— Begin Extracted text —

6. A profitable business venture promises to pay investors a monthly cash return of $900 for the next seven years. Having studies other investment alternatives, you believe that a reasonable return on your investment should be 15 percent compounded monthly.

a) How much should you pay for such an investment?

b) What will be the total sum of cash you will receive over the next seven years?




7. Malcolm Jones borrowed $15,000 at a 14 percent annual interest rate to be repaid over three years. The loan is amortized into three equal annual end-of-year payments. Calculate the annual end-of-year loan payment.



8. Which of the following statements are most correct?


a. Long-term bonds have more interest rate price risk, but less reinvestment rate risk than short-term bonds.

b. Bonds with higher coupons have more interest rate price risk, but less reinvestment rate risk than bonds with lower coupons.

c. If interest rates remain constant for the next five years, the price of a discount bond will remain the same for the next five years.

d. If a bond is selling at par value, its current yield equals its yield to maturity.

e. If a bond is selling at a discount to par, its current yield will be less than its yield to

maturity.

— End Extracted text —

**Given instruction**
Reproduce the problem set above word for word, starting at "b) What will" and stopping after "are most correct?".

— Begin Supplied information —

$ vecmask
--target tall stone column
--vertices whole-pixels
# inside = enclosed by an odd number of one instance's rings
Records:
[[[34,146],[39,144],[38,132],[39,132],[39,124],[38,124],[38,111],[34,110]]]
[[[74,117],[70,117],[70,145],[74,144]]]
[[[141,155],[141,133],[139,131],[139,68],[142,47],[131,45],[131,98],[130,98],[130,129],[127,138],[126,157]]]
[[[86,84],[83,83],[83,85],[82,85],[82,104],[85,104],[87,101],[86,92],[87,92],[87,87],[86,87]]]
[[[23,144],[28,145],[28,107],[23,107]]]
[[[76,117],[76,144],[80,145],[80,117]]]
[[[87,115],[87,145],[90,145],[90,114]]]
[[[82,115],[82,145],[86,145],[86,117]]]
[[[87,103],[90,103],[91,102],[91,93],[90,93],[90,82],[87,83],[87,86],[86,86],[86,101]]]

— End Supplied information —
— Begin Supplied information —

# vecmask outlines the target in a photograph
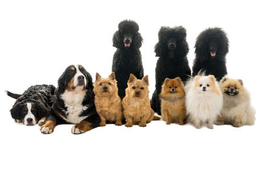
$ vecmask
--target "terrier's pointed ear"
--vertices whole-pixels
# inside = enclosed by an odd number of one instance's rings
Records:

— End Supplied information —

**The reply**
b) What will be the total sum of cash you will receive over the next seven years?




7. Malcolm Jones borrowed $15,000 at a 14 percent annual interest rate to be repaid over three years. The loan is amortized into three equal annual end-of-year payments. Calculate the annual end-of-year loan payment.



8. Which of the following statements are most correct?